Task statement »
Resume the report on legal problems faced by immigrants in British Columbia, starting right after its last sentence.

── Source text

This report is based on 20 in-depth interviews with immigrants in British Columbia. The goal of this study is to present the lived-experiences of several immigrants in this region, which can give further insight into some of the challenges that immigrants in Canada might face. See Tables 1 and 2 for summaries of the findings.

Types of Serious Legal Problems

The 20 immigrants interviewed spoke about 42 different (but sometimes related) legal problems they experienced. Some of the participants reported experiencing multiple legal problems at the same time or in succession. In order of frequency, the main themes of these problems were:

Figure 2: Types of Legal Problems

Figure 2: Types of Legal Problems

Figure 2: Types of Legal Problems – Text version

This is a donut graph with seven different segments. The largest segment is light green and says 10. The legend indicates “discrimination and harassment”. The next segment is orange and says 9, indicating “family and child custody”. The next segment is light orange and says 7, indicating “housing”. The next segment is lime green and says 6, “employment”. The next segment is red and says 6, “services”. The next segment is purple and says 2, “immigration”. The last segment is dark green and says 1, “police”.

1) Discrimination and harassment

The most often reported legal problem was discrimination (10 cases). Discrimination means treating someone differently or unfairly because of a personal characteristic or distinction, which, whether intentional or not, has an effect that imposes disadvantages not imposed on others or that withholds or limits access that is given to others. Under the Human Rights Act of British Columbia, there are 12 prohibited grounds of discrimination: race, colour, ancestry, place of origin, religion, marital status, family status, physical or mental disability, sex, sexual orientation, gender identity or expression, or age of that person or that group or class of persons. In tenancy and job-related cases, people are protected on some additional grounds: (i) lawful source of income (in case of tenancy); and (ii) political belief and being convicted of a criminal or summary conviction offence that is unrelated to the employment or to the intended employment of that person (in case of employment).Footnote 9

In 60 percent of discrimination cases, participants mentioned discrimination in the context of trying to find housing and employment. This type of discrimination happens a lot to newcomers but also to established immigrants. Someone shared: “I feel that often I am only selected to increase the diversity ratio of their applicant pool, but never seriously considered for the job,” and another shared: “Landlords want us to show we have a job first, but we need a place to stay.” They worry that they are passed over for housing because they do not yet have a job or even because of the type of foods they cook:

We had shown the proof of funds [or proof of job] statement [to the landlord]. Even after having several conversations, that person was not ready to believe us…some people when I inquired [rejected us] maybe because of the cuisines that we are preparing in the home, some may not be liking that smell, for example.

The difficulty with many cases of discrimination is that participants are often not fully sure that this is the reason that they are passed over because landlords and employers usually give other reasons for not giving them the job or the house. This can lead to stress and self-doubt, as was initially the case for a participant who had to go on stress leave after being repeatedly passed over for promotion:

The people [they will consider before me], they’re obviously white people and they’re younger than me…and when I inquire about why I was not taken into consideration for these opportunities, it was pointed out that I didn’t have the right experience. And I don’t think that was really necessarily the truth, because none of these other people had the experience, but they were given the opportunity to take these jobs and were offered training, where for me that was not there.

────
── Material

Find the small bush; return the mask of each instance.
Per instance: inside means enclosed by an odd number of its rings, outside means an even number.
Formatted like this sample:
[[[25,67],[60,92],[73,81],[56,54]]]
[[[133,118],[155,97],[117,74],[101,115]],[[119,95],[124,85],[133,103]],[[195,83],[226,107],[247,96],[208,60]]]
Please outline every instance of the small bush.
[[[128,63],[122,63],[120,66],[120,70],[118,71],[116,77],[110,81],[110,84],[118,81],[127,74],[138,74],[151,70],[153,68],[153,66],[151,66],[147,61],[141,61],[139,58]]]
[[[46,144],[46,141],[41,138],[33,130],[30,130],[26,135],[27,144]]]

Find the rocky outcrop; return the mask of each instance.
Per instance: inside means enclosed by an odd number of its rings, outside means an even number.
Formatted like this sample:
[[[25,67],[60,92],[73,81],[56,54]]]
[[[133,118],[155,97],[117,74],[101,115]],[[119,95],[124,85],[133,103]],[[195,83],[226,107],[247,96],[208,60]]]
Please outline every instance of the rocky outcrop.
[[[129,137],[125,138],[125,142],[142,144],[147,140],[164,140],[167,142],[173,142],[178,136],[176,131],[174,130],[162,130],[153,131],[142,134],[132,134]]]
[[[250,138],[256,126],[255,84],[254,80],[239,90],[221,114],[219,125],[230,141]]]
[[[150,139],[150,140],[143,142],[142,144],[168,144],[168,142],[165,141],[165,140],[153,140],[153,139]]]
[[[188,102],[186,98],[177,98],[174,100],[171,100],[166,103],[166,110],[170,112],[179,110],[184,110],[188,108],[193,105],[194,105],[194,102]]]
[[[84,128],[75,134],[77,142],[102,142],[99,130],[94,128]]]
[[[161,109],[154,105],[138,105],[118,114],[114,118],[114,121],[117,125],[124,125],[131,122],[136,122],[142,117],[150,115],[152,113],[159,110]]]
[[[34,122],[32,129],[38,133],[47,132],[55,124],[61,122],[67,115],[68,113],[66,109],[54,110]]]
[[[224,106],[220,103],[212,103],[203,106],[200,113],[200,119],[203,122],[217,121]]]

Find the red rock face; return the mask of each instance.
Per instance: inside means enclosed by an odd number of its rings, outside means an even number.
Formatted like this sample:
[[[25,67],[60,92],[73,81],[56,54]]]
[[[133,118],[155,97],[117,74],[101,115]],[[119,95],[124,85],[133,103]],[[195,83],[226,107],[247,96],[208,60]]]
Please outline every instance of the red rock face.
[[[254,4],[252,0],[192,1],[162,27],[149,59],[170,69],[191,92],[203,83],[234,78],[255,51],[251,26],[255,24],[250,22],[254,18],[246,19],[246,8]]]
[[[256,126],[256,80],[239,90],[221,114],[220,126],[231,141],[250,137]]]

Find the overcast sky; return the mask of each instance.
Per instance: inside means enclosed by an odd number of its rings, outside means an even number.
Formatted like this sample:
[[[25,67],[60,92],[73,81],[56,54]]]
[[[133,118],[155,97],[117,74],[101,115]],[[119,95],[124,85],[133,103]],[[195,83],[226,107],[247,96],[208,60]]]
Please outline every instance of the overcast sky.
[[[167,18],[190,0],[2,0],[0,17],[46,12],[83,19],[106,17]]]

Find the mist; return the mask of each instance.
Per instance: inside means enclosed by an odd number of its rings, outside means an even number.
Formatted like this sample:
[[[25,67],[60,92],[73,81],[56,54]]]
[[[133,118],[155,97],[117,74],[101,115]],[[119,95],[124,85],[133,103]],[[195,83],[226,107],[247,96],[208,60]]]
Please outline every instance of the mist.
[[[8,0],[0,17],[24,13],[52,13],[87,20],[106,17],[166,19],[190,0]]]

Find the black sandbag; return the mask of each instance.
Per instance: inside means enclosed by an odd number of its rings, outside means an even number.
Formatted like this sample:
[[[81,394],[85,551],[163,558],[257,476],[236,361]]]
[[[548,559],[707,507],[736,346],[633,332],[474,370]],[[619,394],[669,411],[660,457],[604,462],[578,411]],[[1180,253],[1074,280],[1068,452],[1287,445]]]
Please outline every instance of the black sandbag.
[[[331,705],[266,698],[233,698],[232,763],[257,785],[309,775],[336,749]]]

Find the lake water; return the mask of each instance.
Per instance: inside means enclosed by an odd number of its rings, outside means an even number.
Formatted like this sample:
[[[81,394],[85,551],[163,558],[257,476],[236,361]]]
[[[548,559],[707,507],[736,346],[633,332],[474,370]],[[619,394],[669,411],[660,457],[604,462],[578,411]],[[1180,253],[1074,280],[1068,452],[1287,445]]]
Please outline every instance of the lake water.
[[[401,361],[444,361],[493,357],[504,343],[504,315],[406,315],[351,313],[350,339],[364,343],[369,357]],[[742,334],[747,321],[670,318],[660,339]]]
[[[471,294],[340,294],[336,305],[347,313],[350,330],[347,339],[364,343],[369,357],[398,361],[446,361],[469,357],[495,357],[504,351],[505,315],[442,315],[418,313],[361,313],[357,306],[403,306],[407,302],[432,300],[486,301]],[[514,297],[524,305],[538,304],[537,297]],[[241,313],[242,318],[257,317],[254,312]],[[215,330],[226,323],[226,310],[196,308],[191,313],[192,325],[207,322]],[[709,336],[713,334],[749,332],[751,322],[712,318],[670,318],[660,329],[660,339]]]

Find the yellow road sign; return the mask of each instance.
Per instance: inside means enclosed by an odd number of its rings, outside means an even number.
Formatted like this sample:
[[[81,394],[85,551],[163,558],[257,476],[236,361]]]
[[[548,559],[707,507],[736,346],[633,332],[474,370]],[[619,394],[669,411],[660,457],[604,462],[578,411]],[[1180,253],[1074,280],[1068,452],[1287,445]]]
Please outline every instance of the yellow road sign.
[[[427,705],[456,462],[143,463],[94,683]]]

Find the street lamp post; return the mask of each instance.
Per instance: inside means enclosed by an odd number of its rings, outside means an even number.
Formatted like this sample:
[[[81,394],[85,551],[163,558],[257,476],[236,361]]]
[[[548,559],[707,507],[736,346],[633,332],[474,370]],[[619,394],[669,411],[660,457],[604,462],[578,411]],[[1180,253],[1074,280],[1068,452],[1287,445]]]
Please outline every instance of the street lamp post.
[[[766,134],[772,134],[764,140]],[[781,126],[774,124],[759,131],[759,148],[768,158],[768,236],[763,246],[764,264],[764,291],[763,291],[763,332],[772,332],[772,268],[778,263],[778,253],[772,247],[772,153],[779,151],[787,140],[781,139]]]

────

Answer to this problem »
In two of the discrimination cases, the discrimination came from government officials, including within the legal system itself. It involved people making assumptions based on religion or sexual orientation. For example,

We were asking the [provincial government] worker: “Do you highlight the religion of each family?” She said no. “Then why did you mention my religion [Muslim] in your report?” No answer.

And in another case:

I’m not a straight person…I am a person of colour. I am an immigrant. …And I think to him I was…to him I was less of a person…how [the legal official] spoke to me, and how he stopped, and he began asking questions that are not relevant to the proceeding. They were personal questions. They were irrelevant questions.Footnote 10

Harassment was reported by two women of colour in multiple situations: at gyms, health care settings, bars, and outside on the street.

Bias as background: Interpreted broadly, perceived bias or an undervaluing of immigrants and people of colour is a connecting thread in many of the cases discussed in this study and is mentioned in more than the 10 cases of discrimination or harassment listed above. In those other cases the bias mentioned is not connected to a specific incident of discrimination (and for that reason not included in the tally of 10 above) but rather is described as being always there in the background, as a “latent bigotry” that is constantly faced, or as a subtle form of belittling that immigrants regularly face:

Sometimes as immigrants we’re not very outspoken because of our language skills… but that does not mean that we don’t know anything.

This more subtle form of bias also affects their ability to thrive and it often exacerbates the difficulty of navigating the legal problems they face.

2) Family-related problems (Including child custody issues)

Six participants (five women and one man) reported a total of nine cases of experiencing serious legal problems within family relationships: five cases involved a breakdown of a family or relationship, and abuse followed by a divorce or separation, and four cases involved child custody or other problems involving parental responsibilities. Three of these six participants reported experiencing both a family breakdown and child custody issues.

Missing child payments, sexual and physical abuse, and psychological and legal manipulation by the other party were often associated with child custody issues (three out of four cases). Child custody and family issues were often complicated by other legal issues, such as losing access to a house, and losing jobs:

All of a sudden, I was a person that was homeless, and that was very shocking for me. I’ve never been in that situation…but then then I realized as well again, how vulnerable we are and how easy it is to lose housing.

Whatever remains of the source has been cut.